START GIVEN PASSAGE

Bonita had a portable television set in the kitchen, and she kept turning toward it to watch the news report of the riot in Harlem. It was hot stuff, but Sherman hadn’t paid attention to it. It had all seemed so remote… the sort of thing that happened out there… among those people…
…Insulation! That was the ticket. That was the term Rawlie Thorpe used. ‘If you want to live in New York,’ he once told Sherman, ‘you’ve got to insulate, insulate, insulate,’ meaning insulate yourself from those people.
I read Bonfire of the Vanities for my freshman English seminar and thought it was boring, until this passage hit me with incredible force and weight.
Later that year, I would begin to learn just how big the world truly is. I would begin to see threads of my life woven together with others’, in ways I could not previously comprehend.
My well-being is tied up with that of so many more than just myself.
Similarly, the far-away horrors I read and hear about are much closer than I’d like to think, and they are not as siloed as they are presented to be.

END GIVEN PASSAGE

__BRIEF 1__
Copy word for word everything in the Bonfire of the Vanities reflection from "Bonita had a" down to "force and weight.".
__BRIEF 2__
Say whether each statement agrees with the Bonfire of the Vanities reflection, answering yes or no and quoting the words that decide it: (a) The writer read Bonfire of the Vanities for a freshman English seminar. (b) Bonita watched the news report on a television in the living room. (c) Sherman paid close attention to the report of the riot.

START DATA UNDER STUDY

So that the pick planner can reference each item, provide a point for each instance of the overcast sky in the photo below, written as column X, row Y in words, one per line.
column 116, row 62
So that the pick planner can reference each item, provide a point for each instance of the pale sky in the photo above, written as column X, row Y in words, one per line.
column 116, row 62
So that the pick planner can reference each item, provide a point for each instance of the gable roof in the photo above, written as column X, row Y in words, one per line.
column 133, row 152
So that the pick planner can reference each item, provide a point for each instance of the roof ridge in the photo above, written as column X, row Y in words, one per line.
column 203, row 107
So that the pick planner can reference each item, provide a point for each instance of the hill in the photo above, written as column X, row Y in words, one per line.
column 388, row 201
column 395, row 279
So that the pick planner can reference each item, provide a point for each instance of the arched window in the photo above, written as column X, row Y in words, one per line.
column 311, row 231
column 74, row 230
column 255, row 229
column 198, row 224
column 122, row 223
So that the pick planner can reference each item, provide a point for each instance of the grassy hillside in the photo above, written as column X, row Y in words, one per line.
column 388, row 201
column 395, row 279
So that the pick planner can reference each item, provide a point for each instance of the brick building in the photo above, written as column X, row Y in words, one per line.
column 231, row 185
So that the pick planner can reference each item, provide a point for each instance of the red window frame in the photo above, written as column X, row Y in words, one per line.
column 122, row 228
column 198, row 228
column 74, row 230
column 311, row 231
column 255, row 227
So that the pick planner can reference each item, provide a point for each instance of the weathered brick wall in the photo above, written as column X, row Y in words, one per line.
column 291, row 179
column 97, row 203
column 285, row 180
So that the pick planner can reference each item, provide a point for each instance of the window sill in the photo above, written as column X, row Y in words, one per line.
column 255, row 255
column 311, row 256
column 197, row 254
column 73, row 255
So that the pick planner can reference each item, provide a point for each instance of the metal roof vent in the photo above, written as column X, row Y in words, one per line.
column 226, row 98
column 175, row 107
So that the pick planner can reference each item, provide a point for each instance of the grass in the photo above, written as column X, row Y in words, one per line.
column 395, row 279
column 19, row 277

END DATA UNDER STUDY

__RESPONSE AREA 1__
Bonita had a portable television set in the kitchen, and she kept turning toward it to watch the news report of the riot in Harlem. It was hot stuff, but Sherman hadn’t paid attention to it. It had all seemed so remote… the sort of thing that happened out there… among those people…
…Insulation! That was the ticket. That was the term Rawlie Thorpe used. ‘If you want to live in New York,’ he once told Sherman, ‘you’ve got to insulate, insulate, insulate,’ meaning insulate yourself from those people.
I read Bonfire of the Vanities for my freshman English seminar and thought it was boring, until this passage hit me with incredible force and weight.

__RESPONSE AREA 2__
(a) Yes: "I read Bonfire of the Vanities for my freshman English seminar"
(b) No: "Bonita had a portable television set in the kitchen"
(c) No: "Sherman hadn’t paid attention to it"